Required work:
Leaving out the pictures, return each line of the entries from the first through the line with "positive clicks: (440, 335)", and only those lines.

Saved entries:
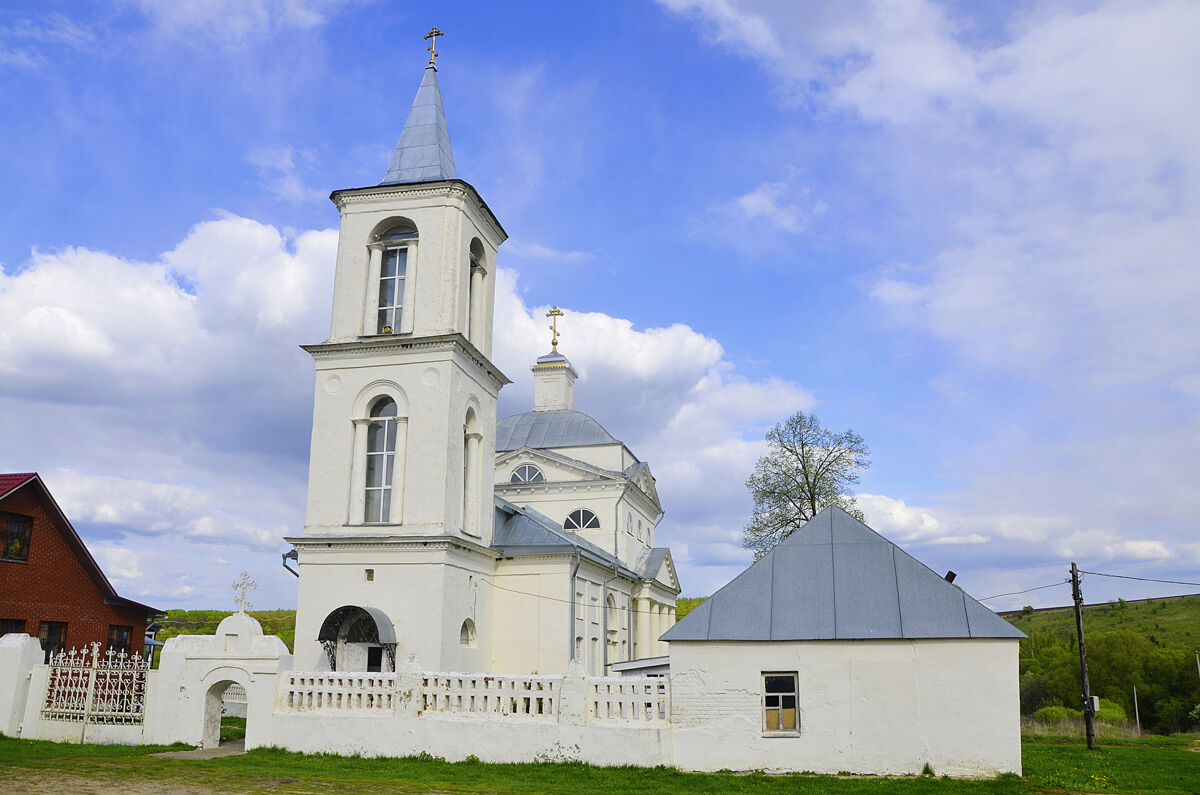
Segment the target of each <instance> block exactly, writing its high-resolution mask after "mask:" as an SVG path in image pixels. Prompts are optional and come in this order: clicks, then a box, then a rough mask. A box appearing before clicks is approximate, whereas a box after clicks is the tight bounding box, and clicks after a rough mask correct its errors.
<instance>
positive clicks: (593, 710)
mask: <svg viewBox="0 0 1200 795" xmlns="http://www.w3.org/2000/svg"><path fill="white" fill-rule="evenodd" d="M588 719H589V721H594V722H600V723H649V722H662V723H666V722H668V721H671V685H670V683H668V680H667V679H666V677H665V676H605V677H598V679H592V680H588Z"/></svg>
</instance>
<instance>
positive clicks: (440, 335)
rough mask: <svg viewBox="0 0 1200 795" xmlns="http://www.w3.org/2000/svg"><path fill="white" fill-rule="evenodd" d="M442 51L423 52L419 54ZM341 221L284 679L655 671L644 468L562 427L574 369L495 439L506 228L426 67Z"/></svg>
mask: <svg viewBox="0 0 1200 795" xmlns="http://www.w3.org/2000/svg"><path fill="white" fill-rule="evenodd" d="M431 52H432V48H431ZM330 198H331V199H332V202H334V203H335V204H336V205H337V209H338V213H340V214H341V226H340V237H338V245H337V262H336V270H335V280H334V306H332V321H331V328H330V334H329V339H326V340H325V341H323V342H320V343H317V345H308V346H305V351H307V352H308V353H310V354H311V355H312V357H313V360H314V363H316V370H317V378H316V389H314V400H313V422H312V442H311V453H310V455H311V459H310V473H308V497H307V506H306V520H305V527H304V533H302V534H301V536H296V537H290V538H287V539H286V540H287V542H288V543H289V544H292V546H293V550H292V551H290V552H289V554H288V555H287V556H286V557H290V558H294V560H295V561H296V564H298V569H299V578H300V581H299V596H298V605H296V634H295V664H296V668H298V669H304V670H313V671H317V670H332V671H395V670H396V660H397V658H398V659H403V658H406V657H408V656H410V654H416V657H419V658H420V659H421V660H424V662H425V664H426V665H430V667H432V668H433V669H436V670H457V671H485V673H486V671H504V673H522V674H563V673H564V671H565V670H566V669H568V665H569V664H570V663H571V660H577V664H582V667H583V668H584V670H586V671H587V673H588V674H590V675H593V676H602V675H612V673H613V671H614V670H617V669H614V668H613V667H614V665H618V664H619V665H620V669H619V670H625V671H630V673H644V671H649V670H654V669H655V667H659V668H661V667H662V664H664V662H665V660H664V659H662V658H664V657H665V656H666V653H667V646H666V642H664V641H661V640H660V639H659V638H660V635H661V634H662V633H665V632H666V630H667V629H670V628H671V627H672V626H673V624H674V600H676V597H677V596H678V594H679V581H678V579H677V576H676V570H674V564H673V562H672V560H671V550H670V549H667V548H664V546H655V545H654V537H655V527H656V525H658V522H659V521H660V520H661V518H662V514H664V510H662V506H661V504H660V502H659V495H658V491H656V489H655V485H654V476H653V474H652V473H650V468H649V466H648V465H647V464H646V462H644V461H641V460H640V459H638V458H637V456H636V455H635V454H634V452H632V450H630V449H629V447H626V446H625V444H624V443H623V442H620V441H619V440H618V438H617V437H614V436H613V435H612V434H610V432H608V431H607V430H606V429H605V428H602V426H601V425H600V424H599V423H598V422H596V420H595V419H593V418H592V417H588V416H587V414H584V413H582V412H577V411H575V408H574V389H575V381H576V376H577V373H576V370H575V367H574V366H572V365H571V363H570V360H569V359H568V358H566V357H565V355H564V354H563V353H560V352H559V351H558V333H557V321H558V317H560V316H562V311H560V310H558V309H557V307H556V309H554V310H552V311H551V312H550V317H551V319H552V322H553V327H552V328H553V331H554V334H553V337H552V340H551V351H550V352H548V353H547V354H546V355H542V357H540V358H538V360H536V361H535V363H532V370H533V378H534V391H535V395H534V405H533V407H532V410H530V411H528V412H524V413H521V414H516V416H514V417H505V418H503V419H499V420H497V396H498V394H499V390H500V389H502V388H503V387H504V385H505V384H508V383H511V382H510V379H509V378H508V377H506V376H505V375H504V373H503V372H500V371H499V370H498V369H497V367H496V365H494V364H493V363H492V360H491V353H492V329H493V319H494V318H493V310H494V294H496V268H497V251H498V249H499V246H500V245H502V244H503V243H504V240H505V239H506V237H508V235H506V233H505V232H504V227H503V226H502V225H500V222H499V220H498V219H497V217H496V215H494V214H493V213H492V210H491V208H490V207H488V205H487V203H486V202H485V201H484V199H482V197H481V196H480V195H479V192H478V191H476V190H475V189H474V187H473V186H472V185H470V184H469V183H467V181H464V180H462V179H458V177H457V173H456V171H455V163H454V154H452V150H451V145H450V136H449V133H448V128H446V120H445V113H444V110H443V106H442V94H440V90H439V86H438V72H437V65H436V62H434V59H433V58H431V59H430V64H428V65H427V66H426V68H425V74H424V78H422V80H421V84H420V88H419V90H418V92H416V98H415V100H414V102H413V106H412V109H410V110H409V113H408V116H407V119H406V121H404V127H403V131H402V132H401V136H400V141H398V143H397V144H396V149H395V153H394V154H392V157H391V162H390V163H389V165H388V169H386V173H385V174H384V177H383V180H382V181H380V183H379V184H378V185H372V186H368V187H355V189H348V190H338V191H334V193H332V195H331V197H330Z"/></svg>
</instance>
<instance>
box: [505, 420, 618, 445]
mask: <svg viewBox="0 0 1200 795" xmlns="http://www.w3.org/2000/svg"><path fill="white" fill-rule="evenodd" d="M589 444H619V442H618V441H617V440H616V438H613V436H612V434H610V432H608V431H606V430H605V429H604V428H602V426H601V425H600V423H598V422H595V420H594V419H592V418H590V417H588V416H587V414H584V413H583V412H577V411H568V410H560V411H530V412H526V413H523V414H514V416H511V417H505V418H504V419H502V420H500V422H499V423H497V425H496V452H497V453H504V452H508V450H517V449H521V448H522V447H532V448H545V447H586V446H589Z"/></svg>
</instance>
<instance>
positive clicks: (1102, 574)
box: [1079, 569, 1200, 587]
mask: <svg viewBox="0 0 1200 795" xmlns="http://www.w3.org/2000/svg"><path fill="white" fill-rule="evenodd" d="M1079 573H1080V574H1091V575H1092V576H1115V578H1117V579H1121V580H1140V581H1141V582H1166V584H1168V585H1194V586H1196V587H1200V582H1184V581H1183V580H1159V579H1156V578H1152V576H1130V575H1128V574H1105V573H1104V572H1085V570H1084V569H1079Z"/></svg>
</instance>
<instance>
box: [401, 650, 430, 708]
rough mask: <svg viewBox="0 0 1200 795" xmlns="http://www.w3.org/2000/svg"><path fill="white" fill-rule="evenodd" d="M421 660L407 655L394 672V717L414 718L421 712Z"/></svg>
mask: <svg viewBox="0 0 1200 795" xmlns="http://www.w3.org/2000/svg"><path fill="white" fill-rule="evenodd" d="M424 679H425V676H424V671H422V667H421V660H420V659H419V658H418V657H416V654H409V656H408V659H406V660H404V662H403V663H401V665H400V669H398V670H397V671H396V715H403V716H406V717H410V718H415V717H416V716H418V715H420V712H421V680H424Z"/></svg>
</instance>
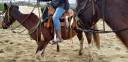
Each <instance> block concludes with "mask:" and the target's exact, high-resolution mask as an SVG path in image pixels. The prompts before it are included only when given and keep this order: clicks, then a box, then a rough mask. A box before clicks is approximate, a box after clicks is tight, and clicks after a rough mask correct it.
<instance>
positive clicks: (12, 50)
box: [0, 7, 128, 62]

Answer:
Segment the target of each <instance> block exactly, writing its high-resolution mask after "mask:" as an SVG path in image pixels. Prompts are optional and come in this order: clicks, then a box, then a rough mask. A box appearing before clicks is approximate, whereas a box after clicks is the tight bounding box, and clicks after a rough mask correct its errors.
<instance>
positive clicks: (593, 710)
mask: <svg viewBox="0 0 1200 795" xmlns="http://www.w3.org/2000/svg"><path fill="white" fill-rule="evenodd" d="M588 719H589V721H594V722H600V723H649V722H662V723H666V722H668V721H671V685H670V683H668V680H667V679H666V677H665V676H605V677H598V679H592V680H588Z"/></svg>
</instance>
<instance>
positive clicks: (440, 335)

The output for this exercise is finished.